Accuracy profiles obtained for the determination of ETU (a) and PTU (b) in fruits and vegetables by HPLC-ICP-MS/MS (β = 85% in both cases while λ = 25%) at six levels: Li (i = 1–6) in µg L−1 (in the extract solution): L1 (tomatoes): 10; L2 (tomatoes): 20; L3 (grapes): 50; L4 (grapes): 100; L5 (strawberries): 200; L6 (strawberries): 400. Note: 1 + λ = upper acceptance limit and 1 − λ = lower acceptance limit; + β: upper tolerance limit; − β: lower tolerance limit

As can be seen in Fig. 4a, LOQ assessed for ETU determination using the accuracy profile, which corresponds to the intersection of the acceptability (λ) and the tolerance limits (β), was 21.4 μg L−1, which corresponds to 0.022 mg kg−1 (ww) taking into account 50 g of sample and 50 mL of the final extract. The accuracy for PTU was validated for the entire validity domain intended for validation, which means a LOQ of 10.0 μg L−1, corresponding to 0.010 mg kg−1 (ww). The PTU LOQ value corresponds to the minimum set levels for pesticides in such matrices by the current EU regulations [30, 31].

The spike recovery ranged from 87% (lowest level) to 101% (highest level) for ETU and from 98% (lowest level) to 99% (highest level) for PTU. The ETU and PTU levels measured in both reagent blanks and in the unfortified real-life fruit and vegetable samples were below the method LOQs. These very satisfactory recovery factors indicate the method applicability for the analysis of real samples.

For ETU, the coefficient of variation in terms of repeatability (CVr) ranged from 1 to 4.7%, while the coefficient of intermediate precision (CVR) varied from 3.4% (highest level) to 10% (for the second level which was validated). Similarly, for PTU, CVr ranged from 1.8% (highest level) to 3.9% (lowest level) and CVR from 1.8% (highest level) to 10.8% (lowest level). It can be noted that both the repeatability and the intermediate precision are slightly better for PTU compared to ETU.

The measurement expanded uncertainty (U) was calculated based on the maximum CVR (%) value (≅ 10% for ETU and ≅ 11% for PTU) and as it is known to be the most significant source of combined uncertainty (Eq. 1) [27]:

$$U=k\times \frac{\times \;{CV}_{R}}{100\times \sqrt{n}}\times C$$
(1)

where

k=2:

(p = 95%)

C,:

measured concentration (mg kg−1); and

N,:

number of independent measurement replicates.

It must be noted that CVR assessed based on the accuracy profile takes into account the intra- and inter-series variability [27].

┄┄┄┄┄┄┄┄┄┄

▶ Task 1
In the ETU and PTU validation passage, what LOQ did the accuracy profile give for ETU determination?
▶ Task 2
Set down the ETU and PTU validation passage word for word from "For ETU, the" to "compared to ETU.".
▶ Task 3
Take the ETU and PTU validation passage further, picking up after its final sentence.

▶ Given entries
┄┄┄┄┄┄┄┄┄┄

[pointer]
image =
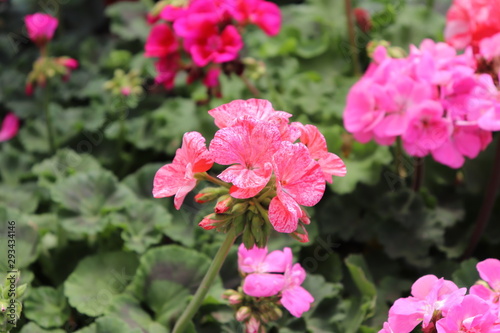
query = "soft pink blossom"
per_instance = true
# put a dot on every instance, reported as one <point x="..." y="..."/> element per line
<point x="177" y="178"/>
<point x="10" y="127"/>
<point x="471" y="315"/>
<point x="259" y="109"/>
<point x="41" y="28"/>
<point x="299" y="181"/>
<point x="161" y="41"/>
<point x="247" y="148"/>
<point x="330" y="164"/>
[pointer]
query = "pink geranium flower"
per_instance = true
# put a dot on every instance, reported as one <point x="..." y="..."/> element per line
<point x="41" y="28"/>
<point x="262" y="267"/>
<point x="259" y="109"/>
<point x="427" y="129"/>
<point x="248" y="148"/>
<point x="10" y="127"/>
<point x="330" y="164"/>
<point x="161" y="41"/>
<point x="429" y="295"/>
<point x="299" y="181"/>
<point x="177" y="178"/>
<point x="264" y="14"/>
<point x="472" y="315"/>
<point x="295" y="298"/>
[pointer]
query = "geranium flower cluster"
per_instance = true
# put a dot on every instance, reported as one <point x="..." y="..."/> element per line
<point x="41" y="28"/>
<point x="207" y="33"/>
<point x="439" y="306"/>
<point x="269" y="177"/>
<point x="433" y="99"/>
<point x="270" y="280"/>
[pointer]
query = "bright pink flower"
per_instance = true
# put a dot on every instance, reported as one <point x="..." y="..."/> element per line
<point x="489" y="270"/>
<point x="161" y="41"/>
<point x="429" y="294"/>
<point x="263" y="280"/>
<point x="264" y="14"/>
<point x="427" y="129"/>
<point x="489" y="48"/>
<point x="10" y="127"/>
<point x="248" y="148"/>
<point x="259" y="109"/>
<point x="470" y="21"/>
<point x="41" y="28"/>
<point x="330" y="164"/>
<point x="295" y="298"/>
<point x="215" y="46"/>
<point x="167" y="68"/>
<point x="299" y="181"/>
<point x="177" y="178"/>
<point x="466" y="140"/>
<point x="472" y="315"/>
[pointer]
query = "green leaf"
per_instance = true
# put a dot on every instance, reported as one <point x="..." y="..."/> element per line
<point x="47" y="307"/>
<point x="88" y="197"/>
<point x="142" y="225"/>
<point x="466" y="275"/>
<point x="166" y="277"/>
<point x="97" y="279"/>
<point x="34" y="328"/>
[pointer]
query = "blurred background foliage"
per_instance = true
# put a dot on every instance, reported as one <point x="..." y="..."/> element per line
<point x="101" y="255"/>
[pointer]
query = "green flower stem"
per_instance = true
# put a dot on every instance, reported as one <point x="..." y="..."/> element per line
<point x="352" y="37"/>
<point x="488" y="203"/>
<point x="207" y="282"/>
<point x="48" y="119"/>
<point x="214" y="180"/>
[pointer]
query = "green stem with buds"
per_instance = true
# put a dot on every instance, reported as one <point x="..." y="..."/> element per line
<point x="207" y="282"/>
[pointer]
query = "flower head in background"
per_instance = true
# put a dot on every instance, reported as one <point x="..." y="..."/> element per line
<point x="41" y="28"/>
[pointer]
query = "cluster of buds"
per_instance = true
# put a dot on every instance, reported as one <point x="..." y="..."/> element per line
<point x="41" y="29"/>
<point x="203" y="37"/>
<point x="125" y="84"/>
<point x="253" y="312"/>
<point x="10" y="306"/>
<point x="269" y="177"/>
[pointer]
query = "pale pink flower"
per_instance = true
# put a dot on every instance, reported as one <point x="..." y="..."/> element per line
<point x="259" y="109"/>
<point x="489" y="48"/>
<point x="472" y="315"/>
<point x="427" y="129"/>
<point x="429" y="294"/>
<point x="10" y="127"/>
<point x="262" y="267"/>
<point x="330" y="164"/>
<point x="264" y="14"/>
<point x="177" y="178"/>
<point x="161" y="41"/>
<point x="489" y="270"/>
<point x="470" y="21"/>
<point x="295" y="298"/>
<point x="248" y="148"/>
<point x="41" y="28"/>
<point x="299" y="181"/>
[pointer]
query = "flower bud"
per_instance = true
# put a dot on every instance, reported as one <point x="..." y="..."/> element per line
<point x="243" y="313"/>
<point x="223" y="204"/>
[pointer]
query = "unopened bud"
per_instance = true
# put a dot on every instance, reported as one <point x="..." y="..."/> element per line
<point x="243" y="313"/>
<point x="223" y="204"/>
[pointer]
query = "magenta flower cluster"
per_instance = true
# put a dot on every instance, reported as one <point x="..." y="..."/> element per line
<point x="257" y="143"/>
<point x="438" y="305"/>
<point x="434" y="100"/>
<point x="209" y="33"/>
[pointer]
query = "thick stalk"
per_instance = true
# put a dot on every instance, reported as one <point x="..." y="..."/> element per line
<point x="418" y="174"/>
<point x="207" y="282"/>
<point x="487" y="206"/>
<point x="48" y="119"/>
<point x="352" y="38"/>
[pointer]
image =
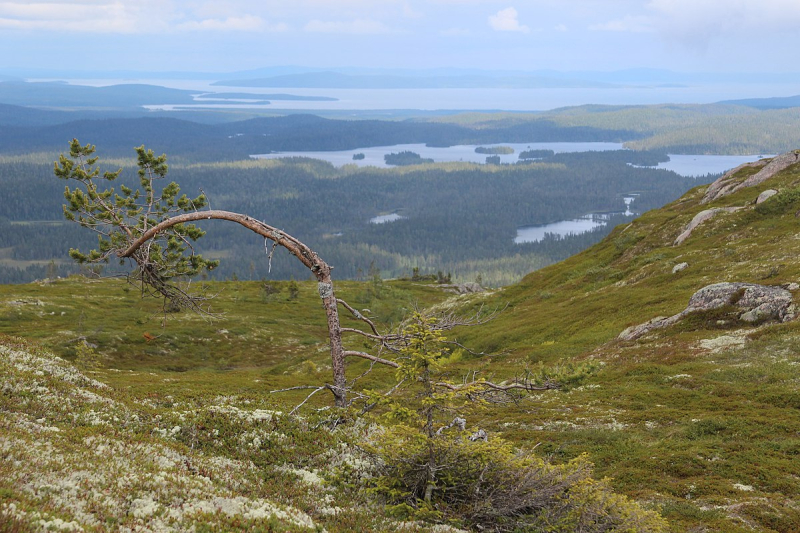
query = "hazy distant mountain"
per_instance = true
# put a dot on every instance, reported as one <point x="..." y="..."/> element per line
<point x="337" y="80"/>
<point x="781" y="102"/>
<point x="60" y="94"/>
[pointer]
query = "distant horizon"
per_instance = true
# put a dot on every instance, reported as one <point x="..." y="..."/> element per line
<point x="712" y="36"/>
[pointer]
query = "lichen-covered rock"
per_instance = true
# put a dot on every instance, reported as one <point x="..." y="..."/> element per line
<point x="756" y="303"/>
<point x="463" y="288"/>
<point x="679" y="267"/>
<point x="699" y="218"/>
<point x="727" y="184"/>
<point x="766" y="195"/>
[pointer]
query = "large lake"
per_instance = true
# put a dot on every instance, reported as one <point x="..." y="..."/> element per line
<point x="685" y="165"/>
<point x="373" y="156"/>
<point x="464" y="99"/>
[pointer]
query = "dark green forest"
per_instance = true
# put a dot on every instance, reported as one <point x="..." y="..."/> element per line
<point x="458" y="217"/>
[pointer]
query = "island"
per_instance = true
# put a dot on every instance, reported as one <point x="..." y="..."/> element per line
<point x="536" y="154"/>
<point x="495" y="150"/>
<point x="405" y="158"/>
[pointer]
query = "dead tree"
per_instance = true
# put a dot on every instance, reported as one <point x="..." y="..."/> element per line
<point x="155" y="230"/>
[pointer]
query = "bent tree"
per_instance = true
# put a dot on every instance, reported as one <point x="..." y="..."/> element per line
<point x="154" y="229"/>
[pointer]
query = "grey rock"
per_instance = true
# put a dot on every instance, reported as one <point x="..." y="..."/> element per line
<point x="766" y="195"/>
<point x="701" y="217"/>
<point x="479" y="435"/>
<point x="680" y="266"/>
<point x="463" y="288"/>
<point x="727" y="184"/>
<point x="756" y="303"/>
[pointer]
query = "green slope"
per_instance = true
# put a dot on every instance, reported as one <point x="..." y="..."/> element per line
<point x="702" y="418"/>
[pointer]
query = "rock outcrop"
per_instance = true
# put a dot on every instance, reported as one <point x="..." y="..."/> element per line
<point x="766" y="195"/>
<point x="755" y="303"/>
<point x="701" y="217"/>
<point x="727" y="184"/>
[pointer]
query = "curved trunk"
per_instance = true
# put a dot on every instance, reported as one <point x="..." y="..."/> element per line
<point x="318" y="267"/>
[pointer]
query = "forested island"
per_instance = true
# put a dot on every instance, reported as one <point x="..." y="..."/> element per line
<point x="494" y="150"/>
<point x="405" y="158"/>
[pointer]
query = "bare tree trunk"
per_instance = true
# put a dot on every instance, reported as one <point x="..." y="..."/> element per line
<point x="320" y="269"/>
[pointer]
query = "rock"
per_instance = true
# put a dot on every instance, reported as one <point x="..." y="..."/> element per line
<point x="634" y="332"/>
<point x="680" y="266"/>
<point x="725" y="180"/>
<point x="463" y="288"/>
<point x="699" y="218"/>
<point x="766" y="195"/>
<point x="727" y="184"/>
<point x="755" y="302"/>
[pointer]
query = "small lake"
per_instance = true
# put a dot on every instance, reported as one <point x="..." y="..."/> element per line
<point x="373" y="156"/>
<point x="383" y="219"/>
<point x="562" y="228"/>
<point x="576" y="226"/>
<point x="695" y="166"/>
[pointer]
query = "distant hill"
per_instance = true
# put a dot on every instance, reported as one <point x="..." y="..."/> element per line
<point x="59" y="94"/>
<point x="700" y="411"/>
<point x="780" y="102"/>
<point x="337" y="80"/>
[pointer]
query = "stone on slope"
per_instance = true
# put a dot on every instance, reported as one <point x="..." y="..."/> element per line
<point x="727" y="185"/>
<point x="755" y="303"/>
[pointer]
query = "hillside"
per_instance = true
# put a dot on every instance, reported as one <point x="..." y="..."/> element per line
<point x="699" y="419"/>
<point x="702" y="417"/>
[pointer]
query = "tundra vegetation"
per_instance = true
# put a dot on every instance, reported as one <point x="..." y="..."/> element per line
<point x="698" y="420"/>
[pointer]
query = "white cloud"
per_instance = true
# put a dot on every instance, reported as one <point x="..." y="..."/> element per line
<point x="506" y="20"/>
<point x="245" y="23"/>
<point x="629" y="23"/>
<point x="357" y="27"/>
<point x="696" y="23"/>
<point x="455" y="32"/>
<point x="123" y="17"/>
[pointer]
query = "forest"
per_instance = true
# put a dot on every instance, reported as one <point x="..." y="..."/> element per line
<point x="459" y="218"/>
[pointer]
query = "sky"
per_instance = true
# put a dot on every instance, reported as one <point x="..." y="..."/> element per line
<point x="565" y="35"/>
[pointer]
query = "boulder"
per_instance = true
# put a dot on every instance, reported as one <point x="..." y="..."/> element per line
<point x="463" y="288"/>
<point x="727" y="184"/>
<point x="755" y="303"/>
<point x="680" y="266"/>
<point x="766" y="195"/>
<point x="699" y="218"/>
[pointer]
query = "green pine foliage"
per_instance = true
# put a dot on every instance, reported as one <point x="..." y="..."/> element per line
<point x="429" y="469"/>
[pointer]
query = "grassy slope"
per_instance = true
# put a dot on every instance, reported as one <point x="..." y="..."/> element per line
<point x="675" y="128"/>
<point x="707" y="431"/>
<point x="184" y="435"/>
<point x="710" y="430"/>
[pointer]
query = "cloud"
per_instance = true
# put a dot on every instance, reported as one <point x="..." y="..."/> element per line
<point x="122" y="17"/>
<point x="355" y="27"/>
<point x="455" y="32"/>
<point x="506" y="20"/>
<point x="629" y="23"/>
<point x="245" y="23"/>
<point x="697" y="22"/>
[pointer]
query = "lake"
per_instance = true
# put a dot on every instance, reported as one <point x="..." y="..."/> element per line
<point x="685" y="165"/>
<point x="462" y="99"/>
<point x="373" y="156"/>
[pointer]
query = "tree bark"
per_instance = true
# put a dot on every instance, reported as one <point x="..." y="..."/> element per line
<point x="318" y="267"/>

┄┄┄┄┄┄┄┄┄┄

▶ Written reply 1
21.4 μg L−1, which corresponds to 0.022 mg kg−1 (ww).

▶ Written reply 2
For ETU, the coefficient of variation in terms of repeatability (CVr) ranged from 1 to 4.7%, while the coefficient of intermediate precision (CVR) varied from 3.4% (highest level) to 10% (for the second level which was validated). Similarly, for PTU, CVr ranged from 1.8% (highest level) to 3.9% (lowest level) and CVR from 1.8% (highest level) to 10.8% (lowest level). It can be noted that both the repeatability and the intermediate precision are slightly better for PTU compared to ETU.

▶ Written reply 3
These results are better or similar compared with studies using LC–MS/MS for ETU and PTU analysis in foodstuff. In fact, recoveries were reported from 64.9 to 89.8% for ETU and 70–127% for PTU; RSD repeatability from 3.8 to 9.9% for ETU and 5.13–33.8% for PTU; and RSD reproducibility from 7.25 to 14% for ETU and 12.7–36.2% for PTU [12]. Other studies reported 71–121% for ETU recoveries and < 20% in RSD repeatability [9] and 73 to 104% for ETU recoveries in water [10].

In another study, HPLC/diode array detection was used for ETU and PTU detection in strawberries and apples. Recoveries from 70.7 to 88.2% were obtained with 8.1% and 10.7% for repeatability and reproducibility RSDs respectively for ETU, while recoveries from 75 to 94.1% were obtained with 9.4% and 13.9% for repeatability and reproducibility RSDs respectively for PTU [11].

Conclusion

A rapid, robust, and accurate method for the determination of ETU and PTU in fruits and vegetables by HPLC-ICP-MS/MS was optimized and validated. Both ETU and PTU species were baseline separated in less than 5 min using a C18 reverse phase HPLC column.

The method was validated by means of the accuracy profile approach under conditions of intermediate reproducibility and excellent analytical parameters were obtained.

The novel analytical methodology reported in this work deals for the first time with the analysis of ETU and PTU from fruits and vegetables by liquid chromatography and inorganic tandem mass spectrometry for their detection. This opens the possibilities to apply alternative techniques and further extends the method capabilities for the determination of organic contaminants in foodstuffs.